• Reading passage
-.-.-

Naming Kafka Streams DSL Topologies

You now can give names to processors when using the Kafka Streams DSL. In the PAPI there are Processors and State Stores and you are required to explicitly name each one.

At the DSL layer, there are operators. A single DSL operator may compile down to multiple Processors and State Stores, and if required repartition topics. But with the Kafka Streams DSL, all these names are generated for you. There is a relationship between the generated processor name state store names (hence changelog topic names) and repartition topic names. Note, that the names of state stores and changelog/repartition topics are “stateful” while processor names are “stateless”.

This distinction of stateful vs. stateless names has important implications when updating your topology. While the internal naming makes creating a topology with the DSL much more straightforward, there are a couple of trade-offs. The first trade-off is what can be considered a readability issue. The other more severe trade-off is the shifting of names due to the relationship between the DSL operator and the generated Processors, State Stores changelog topics and repartition topics.

Readability Issues

The readability trade-off, relates to viewing a description of the topology. When you render the string description of your topology via the Topology#desribe() method, you can see what the processor is, but you don’t have any context for its business purpose. For example, consider the following simple topology:

KStream<String,String> stream = builder.stream("input");
stream.filter((k,v) -> !v.equals("invalid_txn"))
      .mapValues((v) -> v.substring(0,5))
      .to("output")

Running Topology#describe() yields this string:

Topologies:
   Sub-topology: 0
    Source: KSTREAM-SOURCE-0000000000 (topics: [input])
      --> KSTREAM-FILTER-0000000001
    Processor: KSTREAM-FILTER-0000000001 (stores: [])
      --> KSTREAM-MAPVALUES-0000000002
      <-- KSTREAM-SOURCE-0000000000
    Processor: KSTREAM-MAPVALUES-0000000002 (stores: [])
      --> KSTREAM-SINK-0000000003
      <-- KSTREAM-FILTER-0000000001
    Sink: KSTREAM-SINK-0000000003 (topic: output)
      <-- KSTREAM-MAPVALUES-0000000002

From this report, you can see what the different operators are, but what is the broader context here? For example, consider KSTREAM-FILTER-0000000001; you can see that it’s a filter operation, which means that records are dropped that don’t match the given predicate. But what is the meaning of the predicate? Additionally, you can see the topic names of the source and sink nodes, but what if the topics aren’t named in a meaningful way? Then you’re left to guess the business purpose behind these topics. Also notice the numbering here: the source node is suffixed with 0000000000 indicating it’s the first processor in the topology. The filter is suffixed with 0000000001, indicating it’s the second processor in the topology. In Kafka Streams, there are now overloaded methods for both KStream and KTable that accept a new parameter Named. By using the Named class DSL, users can provide meaningful names to the processors in their topology.

-.-.-

• Listed entries
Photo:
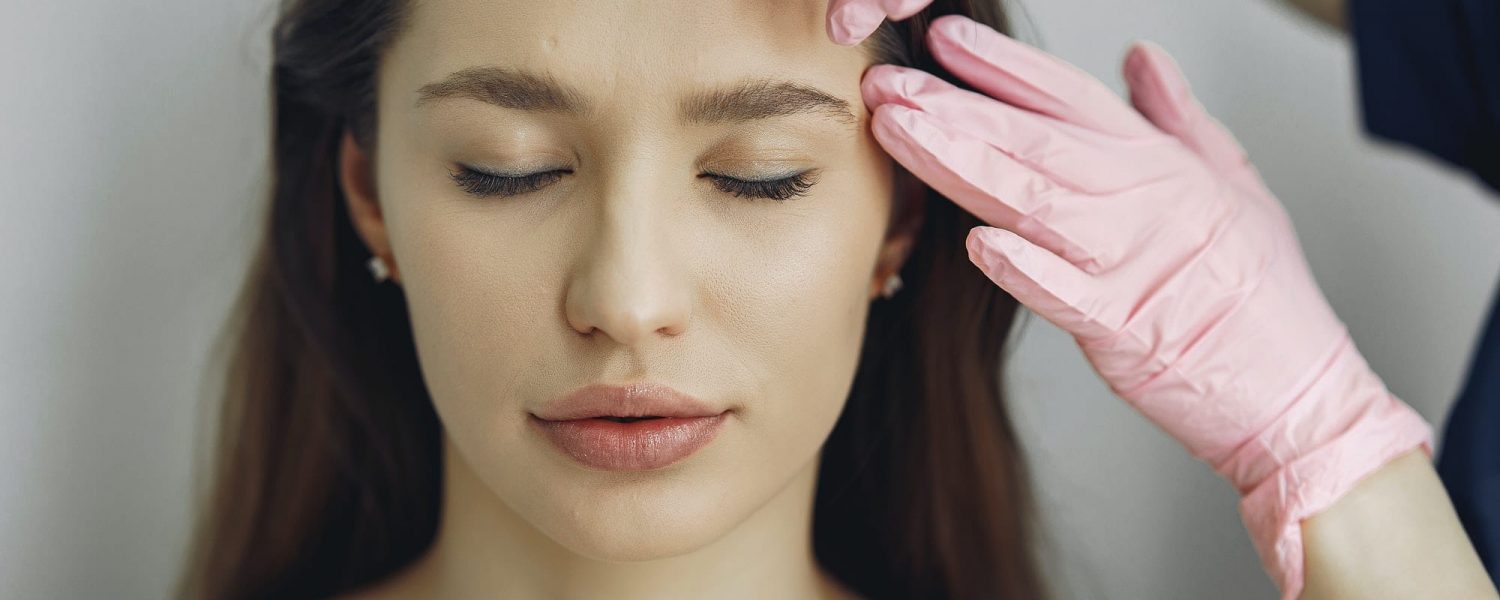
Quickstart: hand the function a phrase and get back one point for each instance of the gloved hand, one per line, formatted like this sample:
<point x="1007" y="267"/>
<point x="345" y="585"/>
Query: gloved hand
<point x="1148" y="236"/>
<point x="851" y="21"/>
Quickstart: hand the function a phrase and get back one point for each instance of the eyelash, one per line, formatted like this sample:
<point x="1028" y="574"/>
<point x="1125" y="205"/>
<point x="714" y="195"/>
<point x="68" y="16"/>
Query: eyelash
<point x="488" y="185"/>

-.-.-

• Exercises
• a. Please rewrite the paragraph of the Kafka Streams naming text that begins "This distinction of stateful vs. stateless names" as a shorter version, keeping its main facts.
• b. Carry the Kafka Streams naming text forward from its last sentence.

• Responses per task
• a. The difference between stateful and stateless names matters when you update a topology. Internal naming makes building a topology with the DSL more straightforward, but it has two trade-offs. The first is readability. The second, more severe one is that names can shift, because of how a DSL operator relates to the Processors, State Stores, changelog topics and repartition topics generated from it.

• b.
Now, take a look at your topology with all the processors named:

KStream<String,String> stream =
builder.stream("input", Consumed.as("Customer_transactions_input_topic"));
stream.filter((k,v) -> !v.equals("invalid_txn"), Named.as("filter_out_invalid_txns"))
      .mapValues((v) -> v.substring(0,5), Named.as("Map_values_to_first_6_characters"))
      .to("output", Produced.as("Mapped_transactions_output_topic"));
Topologies:
  Sub-topology: 0
   Source: Customer_transactions_input_topic (topics: [input])
     --> filter_out_invalid_txns
   Processor: filter_out_invalid_txns (stores: [])
     --> Map_values_to_first_6_characters
     <-- Customer_transactions_input_topic
   Processor: Map_values_to_first_6_characters (stores: [])
     --> Mapped_transactions_output_topic
     <-- filter_out_invalid_txns
   Sink: Mapped_transactions_output_topic (topic: output)
     <-- Map_values_to_first_6_characters

Now you can look at the topology description and easily understand what role each processor plays in the topology. But there’s another reason for naming your processor nodes when you have stateful operators that remain between restarts of your Kafka Streams applications, state stores, changelog topics, and repartition topics, which has to do with potential name shifting of the processor nodes that use generated names.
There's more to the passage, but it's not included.